#### INSTRUCTION:
List every academic supervisor named for the drone project in the heritage funding text below.

#### PAGE TEXT:
The Institute of Sustainable Heritage at UCL is offering 3 scholarships of £20,000 each for UK/EU students undertaking the MRes course Science and Engineering in Arts, Heritage and Archaeology. This money will be used to cover tuition fees, £3,000 for research expenses, and the remainder as a contribution towards living costs. One award will be available per year for the next three years (2018/19, 2019/20, 2020/21). Note that you must have submitted an application for the SEAHA MRes programme at the time of applying for the scholarship.

Find out more and apply here. Deadline: 16th July 2018.

Drones for Heritage Communications and Audience Development

This PhD project critically explores how drone technology could inform an audience development framework for heritage institutions, especially around diversification of audiences and innovative ways of engaging with heritage culture. It asks about the potential socio-economic benefits for the heritage sector of drawing on commercial and civic models (e.g. drone film festivals, drone races, science/geek family days out) around drone technologies. It also considers what mediator role the heritage sector could play between the legal context, commercial exploitation and end-user engagement around drone technology.

The methodology will include desk-based research and expert interviews, leading to a preliminary model. The drone technology experimentation and field work phase will test this model in partnership with the heritage/industry partners. The audience/user perspective will be captured through observations and interviews. The analysis will map out opportunities, barriers and potential partnership models for innovation and collaboration between the drone culture industry and the heritage sector.

Find out more and apply here.

Project Supervisors

Academic Supervisors: Dr Frauke Behrendt (University of Brighton), Dr Patricia Prieto Blanco (University of Brighton), Dr Jaime Kaminski (University of Brighton)

#### RECORDS PROVIDED:
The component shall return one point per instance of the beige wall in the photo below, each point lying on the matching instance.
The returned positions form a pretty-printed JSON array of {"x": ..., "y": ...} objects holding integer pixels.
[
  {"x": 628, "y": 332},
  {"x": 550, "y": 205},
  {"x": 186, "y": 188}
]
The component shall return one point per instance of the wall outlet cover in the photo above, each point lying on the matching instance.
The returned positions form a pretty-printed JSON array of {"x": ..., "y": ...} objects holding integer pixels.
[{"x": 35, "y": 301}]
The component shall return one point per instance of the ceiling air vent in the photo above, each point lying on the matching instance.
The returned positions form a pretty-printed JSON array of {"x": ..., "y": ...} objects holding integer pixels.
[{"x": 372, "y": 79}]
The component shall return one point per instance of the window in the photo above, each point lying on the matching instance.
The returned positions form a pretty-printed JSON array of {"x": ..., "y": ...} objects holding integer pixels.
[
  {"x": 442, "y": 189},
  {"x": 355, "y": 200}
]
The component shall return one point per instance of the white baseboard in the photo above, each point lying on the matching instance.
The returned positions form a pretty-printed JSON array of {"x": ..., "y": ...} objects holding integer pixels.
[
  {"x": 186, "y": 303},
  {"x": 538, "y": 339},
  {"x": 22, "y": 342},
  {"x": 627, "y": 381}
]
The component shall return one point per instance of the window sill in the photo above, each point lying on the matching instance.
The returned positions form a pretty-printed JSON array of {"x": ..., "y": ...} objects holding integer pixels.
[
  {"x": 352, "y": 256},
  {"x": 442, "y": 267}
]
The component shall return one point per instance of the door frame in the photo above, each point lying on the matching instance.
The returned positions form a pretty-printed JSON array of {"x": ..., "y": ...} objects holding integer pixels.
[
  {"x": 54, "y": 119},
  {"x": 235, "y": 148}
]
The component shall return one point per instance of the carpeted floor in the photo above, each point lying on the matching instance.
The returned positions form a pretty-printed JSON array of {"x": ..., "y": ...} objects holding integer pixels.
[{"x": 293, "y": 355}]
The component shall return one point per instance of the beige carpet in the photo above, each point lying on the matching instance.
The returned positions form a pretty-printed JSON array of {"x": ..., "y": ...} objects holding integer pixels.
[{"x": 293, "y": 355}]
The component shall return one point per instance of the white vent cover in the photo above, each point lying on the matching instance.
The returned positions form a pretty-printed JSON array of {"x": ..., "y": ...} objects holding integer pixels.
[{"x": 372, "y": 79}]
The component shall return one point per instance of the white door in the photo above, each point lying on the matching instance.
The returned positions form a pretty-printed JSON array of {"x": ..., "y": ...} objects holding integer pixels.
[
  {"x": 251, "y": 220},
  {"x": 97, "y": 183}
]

#### REPLY TO THE TASK:
Dr Frauke Behrendt (University of Brighton)
Dr Patricia Prieto Blanco (University of Brighton)
Dr Jaime Kaminski (University of Brighton)